(FRAGMENTO DEL DOCUMENTO)
::::
Carta de las amigas de Matilde Muñoz, asesinada en Indonesia: “Vivió como quiso: valiente, libre y feliz”
“El final injusto de ‘Mati’, marcado por la codicia, no borra quién fue ni la huella que dejó”, expresa la “familia viajera” de la mujer en un texto remitido a EL PAÍS

Aarti Fernández, amiga de Matilde Muñoz, la española asesinada en Indonesia, ha redactado este texto con los datos y recuerdos que le han remitido estos días otras mujeres, también amigas viajeras de Mati, como forma de rendirle homenaje. EL PAÍS reproduce a continuación la carta.
Matilde Muñoz Cazorla fue mucho más que un nombre. Fue Mati, la hermana rebelde, la tía viajera, la amiga incansable. Y también Karuna, el nombre que eligió cuando descubrió la India y el yoga, dos pilares que marcaron su vida.
Nació en Ferrol en un tiempo en que la ciudad respiraba tradición naval y disciplina militar. Hija de un coronel de la Marina, la más pequeña de tres hermanos, creció entre el orden paterno, una madre cariñosa que cuidaba del hogar y su propia inquietud. Sus hermanos fallecieron, pero le quedaron seis sobrinos y los hijos de ellos, que adoraban a su tía abuela Mati. Traviesa, enérgica y soñadora, desde niña prefirió vivir a su manera antes que seguir los caminos esperados.
::::
(INSTRUCCIONES DE TAREAS)
a. Copia del fragmento el pasaje comprendido entre "Matilde Muñoz Cazorla" y "los caminos esperados.", ambos incluidos.
b. Indica si cada afirmación concuerda con el fragmento, respondiendo sí o no y citando literalmente las palabras que lo deciden: (i) Matilde Muñoz nació en Ferrol. (ii) Matilde Muñoz era la mayor de tres hermanos. (iii) Matilde Muñoz eligió el nombre Karuna cuando descubrió la India y el yoga.
c. Responde con datos del fragmento:
(i) ¿Quién redactó el texto que reproduce EL PAÍS?
(ii) ¿Qué cargo tenía el padre de Matilde Muñoz?
(iii) ¿Cuántos sobrinos le quedaron a Matilde Muñoz?
El material que aparece a continuación es independiente del fragmento.
::::
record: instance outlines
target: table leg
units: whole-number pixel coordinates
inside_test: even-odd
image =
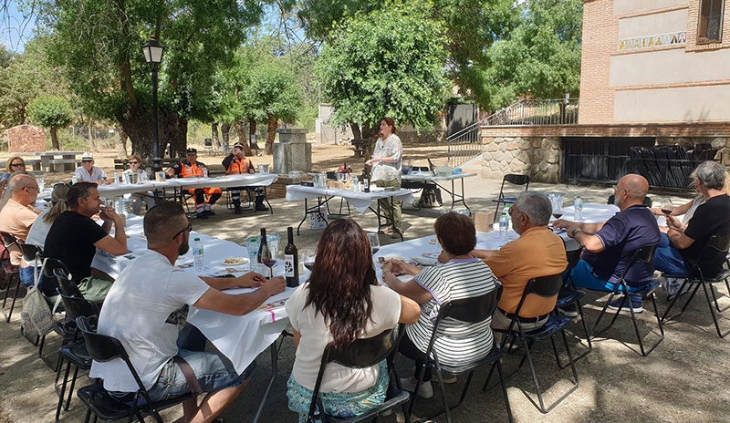
[[[254,423],[258,422],[258,418],[261,417],[261,413],[264,411],[264,407],[266,405],[266,399],[268,399],[271,387],[274,386],[274,380],[276,378],[278,362],[279,359],[278,354],[276,353],[276,341],[274,341],[274,343],[271,344],[271,377],[268,379],[266,391],[264,393],[264,397],[261,398],[261,404],[258,406],[258,410],[256,410],[256,415],[254,418]]]

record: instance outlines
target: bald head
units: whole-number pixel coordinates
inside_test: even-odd
[[[641,175],[630,173],[616,185],[616,205],[621,211],[631,206],[643,204],[649,192],[649,181]]]
[[[12,191],[12,199],[16,201],[27,206],[36,202],[38,196],[38,182],[30,175],[16,175],[10,179],[7,184]]]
::::
(RESPUESTAS POR TAREA)
a.
Matilde Muñoz Cazorla fue mucho más que un nombre. Fue Mati, la hermana rebelde, la tía viajera, la amiga incansable. Y también Karuna, el nombre que eligió cuando descubrió la India y el yoga, dos pilares que marcaron su vida.
Nació en Ferrol en un tiempo en que la ciudad respiraba tradición naval y disciplina militar. Hija de un coronel de la Marina, la más pequeña de tres hermanos, creció entre el orden paterno, una madre cariñosa que cuidaba del hogar y su propia inquietud. Sus hermanos fallecieron, pero le quedaron seis sobrinos y los hijos de ellos, que adoraban a su tía abuela Mati. Traviesa, enérgica y soñadora, desde niña prefirió vivir a su manera antes que seguir los caminos esperados.

b.
(i) Sí, concuerda, porque el fragmento dice: «Nació en Ferrol».
(ii) No, no concuerda, porque el fragmento dice: «la más pequeña de tres hermanos».
(iii) Sí, concuerda, porque el fragmento dice: «Y también Karuna, el nombre que eligió cuando descubrió la India y el yoga».

c.
(i) Lo redactó Aarti Fernández.
(ii) Era coronel de la Marina.
(iii) Le quedaron seis sobrinos.